* Short problem
Copy the data from the line with "Exercise. For every instance of the bay" to the line with "point(101, 152)", keeping every line exactly the same.

* Listed records
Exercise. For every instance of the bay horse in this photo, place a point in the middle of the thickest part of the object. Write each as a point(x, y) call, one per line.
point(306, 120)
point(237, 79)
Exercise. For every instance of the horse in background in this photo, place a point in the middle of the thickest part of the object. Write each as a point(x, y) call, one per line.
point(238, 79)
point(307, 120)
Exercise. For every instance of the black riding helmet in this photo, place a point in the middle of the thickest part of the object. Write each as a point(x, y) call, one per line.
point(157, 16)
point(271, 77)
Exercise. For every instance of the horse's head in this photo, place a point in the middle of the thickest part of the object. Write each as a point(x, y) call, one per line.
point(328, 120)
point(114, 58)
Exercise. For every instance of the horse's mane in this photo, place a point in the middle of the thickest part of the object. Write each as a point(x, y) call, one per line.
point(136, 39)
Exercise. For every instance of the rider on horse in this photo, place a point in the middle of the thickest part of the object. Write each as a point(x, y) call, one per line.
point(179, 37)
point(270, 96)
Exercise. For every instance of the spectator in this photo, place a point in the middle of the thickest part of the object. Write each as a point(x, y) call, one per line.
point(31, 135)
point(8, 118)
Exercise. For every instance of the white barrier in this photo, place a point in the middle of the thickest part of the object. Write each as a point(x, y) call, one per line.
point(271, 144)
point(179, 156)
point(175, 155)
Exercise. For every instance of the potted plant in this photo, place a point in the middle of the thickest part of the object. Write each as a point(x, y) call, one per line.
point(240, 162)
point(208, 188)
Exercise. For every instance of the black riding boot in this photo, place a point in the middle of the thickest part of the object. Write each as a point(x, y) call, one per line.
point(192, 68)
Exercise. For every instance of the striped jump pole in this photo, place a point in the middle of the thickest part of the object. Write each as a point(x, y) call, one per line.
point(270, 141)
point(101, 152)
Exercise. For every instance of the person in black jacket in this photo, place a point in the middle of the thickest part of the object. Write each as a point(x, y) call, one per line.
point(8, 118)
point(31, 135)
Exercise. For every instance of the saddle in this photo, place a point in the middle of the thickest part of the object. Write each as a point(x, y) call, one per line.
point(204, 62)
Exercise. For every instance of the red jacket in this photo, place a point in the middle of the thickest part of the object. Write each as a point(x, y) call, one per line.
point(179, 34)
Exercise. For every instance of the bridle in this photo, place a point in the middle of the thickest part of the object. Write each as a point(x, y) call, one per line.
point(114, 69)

* * *

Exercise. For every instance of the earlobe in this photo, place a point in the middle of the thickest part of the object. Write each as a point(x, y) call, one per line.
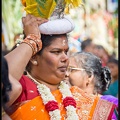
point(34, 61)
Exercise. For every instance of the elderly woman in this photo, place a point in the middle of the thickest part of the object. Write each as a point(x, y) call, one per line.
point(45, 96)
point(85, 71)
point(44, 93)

* Worked solution
Exercise. For every instance of the bay horse in this photo, place a point in the middle of the thickest part of the object. Write each as a point(x, y) call, one per line.
point(306, 120)
point(237, 79)
Exercise. For every instance of the horse in background in this photo, place a point in the middle of the thickest part of the object. Write each as a point(x, y) call, one per line.
point(238, 79)
point(307, 120)
Exercise. For every instance of the black riding helmet in this photo, place a point in the middle of the thickest part of the object. Write each as a point(x, y) call, one per line.
point(157, 16)
point(271, 77)
Exercise. For every instance of the horse's head in this photo, place a point in the middle of the thickest part of the object. Write each as a point(x, y) call, one per line.
point(328, 120)
point(114, 58)
Exercise. For every instance of the horse's mane in this photo, place a point in the middle of the thickest part of the object. Write each as a point(x, y) call, one per line.
point(136, 39)
Exercise. For every instance of the rider on horse in this photo, place a point in the middle of the thickest part of the object. Write each as a point(x, y) call, one per line.
point(179, 37)
point(270, 96)
Exercise. For every instance of the spectator in this photo, place a point in the middle of the thickest part of the object. Write each as a point(x, y) call, one per line.
point(31, 135)
point(8, 118)
Exercise. For every instance of the white barrier in this photo, place a point in the middle of the thickest part of the object. Write each as a point(x, y) call, one per line.
point(271, 144)
point(179, 156)
point(175, 155)
Exercise. For every instance of the potted plant in this photo, place a point in the middle of the thickest part of the object. Write each as a point(x, y) call, one per line.
point(240, 162)
point(208, 188)
Exercise. For every instance of the black riding boot in this photo, place a point in the middle of the thickest part of the object. Write each as a point(x, y) call, one per line.
point(192, 68)
Exercise. For every instance of the striped jump pole in this photo, place a point in the middle of the thickest part of the object. Write each as a point(x, y) call, one per line.
point(270, 141)
point(101, 152)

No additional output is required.